═════ Page extract
As you cycled by, there began all my dreams

Is Holidays to Wales the least rock’n’roll song title ever? It might be but then again it has stiff opposition from Distant Showers Sweep Across Norfolk Schools. Both are songs on July Skies’ The Weather Clock.*

I remember reading an interview with The Jesus And Mary Chain where Jim Reid was asked why a band from Scotland would use the American term Sidewalking for a song title. Reid replied: “Well, pavement isn’t a very rock’n’roll word is it?” **

American place names are part of the mythology of rock music. Their adoption is always a deliberate act of homage. For The Jesus Mary Chain this homage was always somehow subverted, the borrowed classicism offset by their spotty angst and sullen attitude. But, Indie music, and specifically British Indie music, has also developed a counter tradition which celebrates the quotidian and the unglamorous. Think Orange Juice in their boy scout shorts and antiquated vocabulary, or Morrissey’s 1950’s imagery and John Betjeman allusions.
══════════
═════ Material to process
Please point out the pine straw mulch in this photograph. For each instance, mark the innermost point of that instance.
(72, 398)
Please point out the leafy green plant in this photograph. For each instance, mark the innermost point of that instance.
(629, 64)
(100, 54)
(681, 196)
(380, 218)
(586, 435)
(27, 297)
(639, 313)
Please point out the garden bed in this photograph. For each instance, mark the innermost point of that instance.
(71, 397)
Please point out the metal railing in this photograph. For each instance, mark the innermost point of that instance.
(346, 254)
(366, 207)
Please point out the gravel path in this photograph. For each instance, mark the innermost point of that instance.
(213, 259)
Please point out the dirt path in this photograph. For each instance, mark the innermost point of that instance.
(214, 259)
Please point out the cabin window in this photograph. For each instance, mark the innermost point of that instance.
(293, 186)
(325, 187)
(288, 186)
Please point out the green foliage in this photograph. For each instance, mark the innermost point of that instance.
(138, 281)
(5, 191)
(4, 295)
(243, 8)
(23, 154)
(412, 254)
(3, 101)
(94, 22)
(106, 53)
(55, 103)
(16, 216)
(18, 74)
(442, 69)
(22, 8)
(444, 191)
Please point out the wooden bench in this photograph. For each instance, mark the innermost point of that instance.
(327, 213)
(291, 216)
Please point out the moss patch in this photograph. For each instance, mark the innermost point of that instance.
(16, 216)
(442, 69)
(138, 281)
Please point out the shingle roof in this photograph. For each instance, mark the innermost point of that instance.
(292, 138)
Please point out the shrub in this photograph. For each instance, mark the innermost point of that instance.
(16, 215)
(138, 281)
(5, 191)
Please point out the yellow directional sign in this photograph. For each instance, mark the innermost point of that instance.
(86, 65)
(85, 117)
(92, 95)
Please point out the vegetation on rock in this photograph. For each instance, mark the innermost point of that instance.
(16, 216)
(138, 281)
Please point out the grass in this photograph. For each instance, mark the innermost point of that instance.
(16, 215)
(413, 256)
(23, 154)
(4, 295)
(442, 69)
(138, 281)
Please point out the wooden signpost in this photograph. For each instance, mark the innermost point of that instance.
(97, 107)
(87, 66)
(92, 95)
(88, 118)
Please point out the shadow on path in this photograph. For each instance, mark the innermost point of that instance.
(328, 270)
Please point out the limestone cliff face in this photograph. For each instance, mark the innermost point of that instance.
══════════
Requirements.
- 1) For the passage on rock song titles, decide whether each statement agrees with it: (a) Holidays to Wales and Distant Showers Sweep Across Norfolk Schools are both songs on July Skies’ The Weather Clock; (b) Jim Reid called pavement a very rock’n’roll word; (c) the adoption of American place names is described as accidental. Answer yes or no for each, quoting the deciding words.
- 2) From the source records rows, put the lines starting at the one containing "Please point out the shadow" and ending at the last row into a JSON list of strings, one string per line, with blank lines omitted.

Solutions to the problems.
- 1)
(a) Yes: "Both are songs on July Skies’ The Weather Clock."
(b) No: "Well, pavement isn’t a very rock’n’roll word is it?"
(c) No: "Their adoption is always a deliberate act of homage."

- 2)
[
  "Please point out the shadow on path in this photograph. For each instance, mark the innermost point of that instance.",
  "(328, 270)",
  "Please point out the limestone cliff face in this photograph. For each instance, mark the innermost point of that instance."
]